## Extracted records
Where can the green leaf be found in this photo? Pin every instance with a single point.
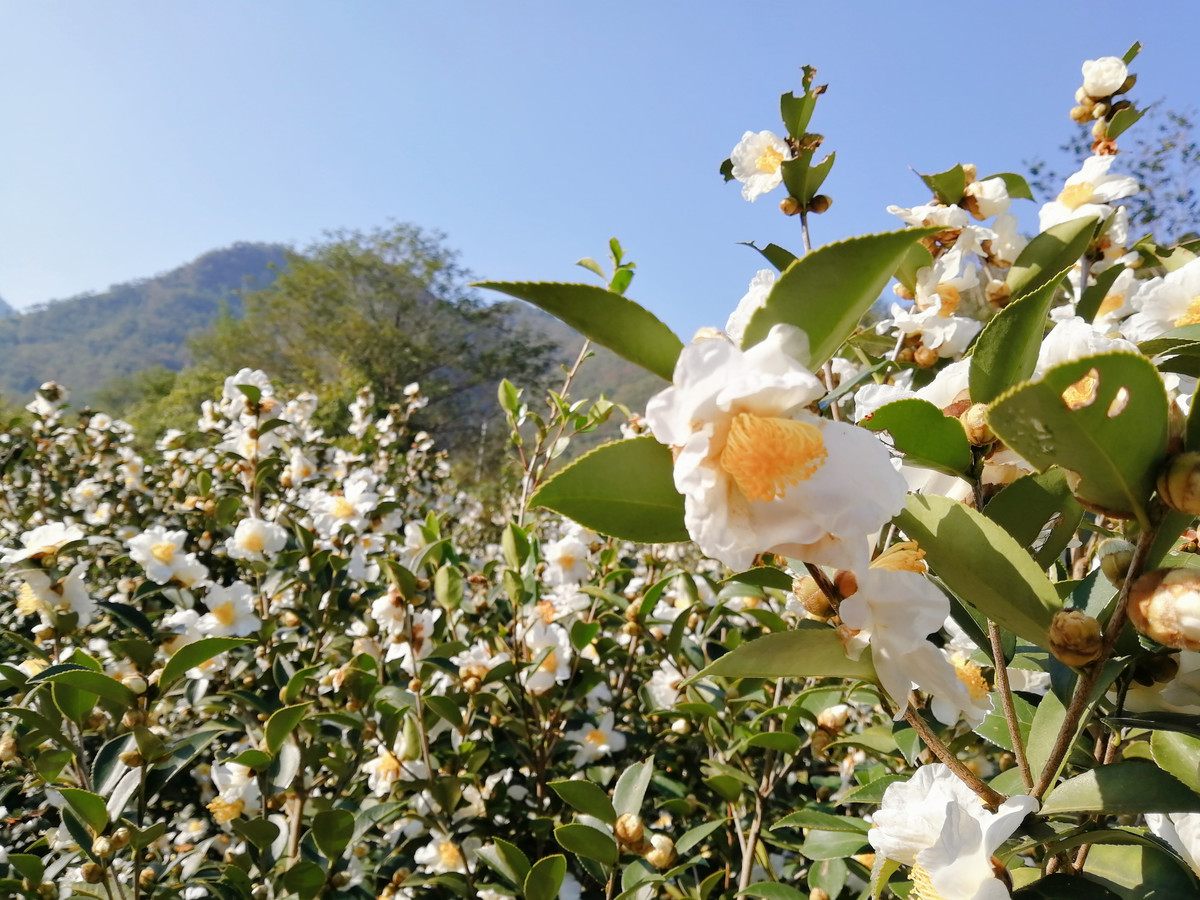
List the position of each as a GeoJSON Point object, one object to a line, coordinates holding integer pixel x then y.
{"type": "Point", "coordinates": [1179, 755]}
{"type": "Point", "coordinates": [827, 291]}
{"type": "Point", "coordinates": [1114, 443]}
{"type": "Point", "coordinates": [605, 317]}
{"type": "Point", "coordinates": [96, 683]}
{"type": "Point", "coordinates": [586, 797]}
{"type": "Point", "coordinates": [588, 843]}
{"type": "Point", "coordinates": [773, 891]}
{"type": "Point", "coordinates": [1033, 503]}
{"type": "Point", "coordinates": [507, 859]}
{"type": "Point", "coordinates": [630, 790]}
{"type": "Point", "coordinates": [306, 879]}
{"type": "Point", "coordinates": [1017, 186]}
{"type": "Point", "coordinates": [833, 845]}
{"type": "Point", "coordinates": [545, 879]}
{"type": "Point", "coordinates": [924, 435]}
{"type": "Point", "coordinates": [333, 829]}
{"type": "Point", "coordinates": [810, 651]}
{"type": "Point", "coordinates": [1049, 255]}
{"type": "Point", "coordinates": [193, 654]}
{"type": "Point", "coordinates": [624, 489]}
{"type": "Point", "coordinates": [281, 724]}
{"type": "Point", "coordinates": [947, 186]}
{"type": "Point", "coordinates": [983, 565]}
{"type": "Point", "coordinates": [1007, 349]}
{"type": "Point", "coordinates": [1126, 787]}
{"type": "Point", "coordinates": [89, 807]}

## WHAT THIS TASK INVOLVES
For this exercise, transcribe the entries verbatim and skip all pictures.

## RESPONSE TO THE EXERCISE
Where can the green leaf be found in this photo? Pin every instance with a single point.
List the position of each as a GeoJSON Point object, one object to a line, coordinates holding integer pixel x then y.
{"type": "Point", "coordinates": [1179, 755]}
{"type": "Point", "coordinates": [827, 291]}
{"type": "Point", "coordinates": [1114, 443]}
{"type": "Point", "coordinates": [605, 317]}
{"type": "Point", "coordinates": [96, 683]}
{"type": "Point", "coordinates": [586, 797]}
{"type": "Point", "coordinates": [588, 843]}
{"type": "Point", "coordinates": [773, 891]}
{"type": "Point", "coordinates": [1033, 503]}
{"type": "Point", "coordinates": [507, 859]}
{"type": "Point", "coordinates": [630, 790]}
{"type": "Point", "coordinates": [306, 879]}
{"type": "Point", "coordinates": [1017, 186]}
{"type": "Point", "coordinates": [833, 845]}
{"type": "Point", "coordinates": [545, 879]}
{"type": "Point", "coordinates": [924, 435]}
{"type": "Point", "coordinates": [333, 829]}
{"type": "Point", "coordinates": [810, 651]}
{"type": "Point", "coordinates": [1049, 255]}
{"type": "Point", "coordinates": [193, 654]}
{"type": "Point", "coordinates": [624, 489]}
{"type": "Point", "coordinates": [281, 724]}
{"type": "Point", "coordinates": [947, 186]}
{"type": "Point", "coordinates": [983, 565]}
{"type": "Point", "coordinates": [1007, 349]}
{"type": "Point", "coordinates": [1126, 787]}
{"type": "Point", "coordinates": [89, 807]}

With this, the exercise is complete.